Problems and tasks
a. List every distinct date mentioned in the text on the Adigrat massacres.
b. In the text on the Adigrat massacres, how many civilian men did the EDF take to the edge of Adigrat and execute?
c. Carry on writing the account of the Adigrat massacres from the point where it stops.

The Adigrat massacres were mass extrajudicial killings by the Eritrean Defence Forces (EDF) that took place in and near Adigrat in the Tigray Region of Ethiopia during late 2020 during the Tigray War. These included 86 civilians killed in Zalambessa around 13 November 2020, 8–15 in Hawzen on 25 November, 80–150 at the Maryam Dengelat church near Idaga Hamus on 30 November.(more than thousand Tigreans massacred by Eritrean troops in Axum on 27 Nov 2020)  (source: Adigrat massacres’ documentation).

== November ==

After shelling the town of Zalambessa on 13 November 2020, the EDF and ENDF killed 86 civilians, mostly during house-to-house searches.

On 21 November, shortly after capturing Idaga Hamus, the EDF executed 24 civilians.

After the EDF took control of Adigrat itself, the EDF took 12 civilian men to the edge of the town and executed them. Official Ethiopian federal sources said that the Ethiopian National Defense Force (ENDF) took control of Adigrat on 21 November.

Collected data entries
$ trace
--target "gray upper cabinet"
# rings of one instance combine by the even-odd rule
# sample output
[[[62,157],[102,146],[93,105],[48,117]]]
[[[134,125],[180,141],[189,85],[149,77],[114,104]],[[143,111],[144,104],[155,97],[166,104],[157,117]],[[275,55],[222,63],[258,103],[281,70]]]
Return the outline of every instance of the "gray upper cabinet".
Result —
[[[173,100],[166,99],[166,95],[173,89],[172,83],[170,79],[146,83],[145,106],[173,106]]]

Task results
a. 13 November 2020, 21 November, 25 November, 27 November 2020, 30 November

b. 12

c.
On 25 November, the EDF executed 8–15 civilians after handcuffing them at the Addis Pharmaceutical Factory in Adigrat and 8 civilians in their houses in Hawzen.

On 30 November, the EDF killed between 80 and 150 civilians in the compound of Maryam Dengelat church 5 km south-west of Idaga Hamus, according to Nyssen. Europe External Programme with Africa (EEPA) reported the number of executions by the EDF at the Maryam Dengelat church as 150, with an unknown date.

== December ==
In late December, Zenebu, a witness from Hawzen interviewed by Associated Press, stated that she saw 70 bodies of people lying on the ground who she recognised. She stated that a 12-year-old boy in Hawzen had been killed by soldiers after carrying out errands for them. She attributed the killings to the ENDF, Amhara forces and the EDF. She identified EDF members as Eritrean based on cheek markings and their dialect of Tigrinya.

The EHRC–OHCHR Tigray investigation reported the massacres in this locality, without going into further detail.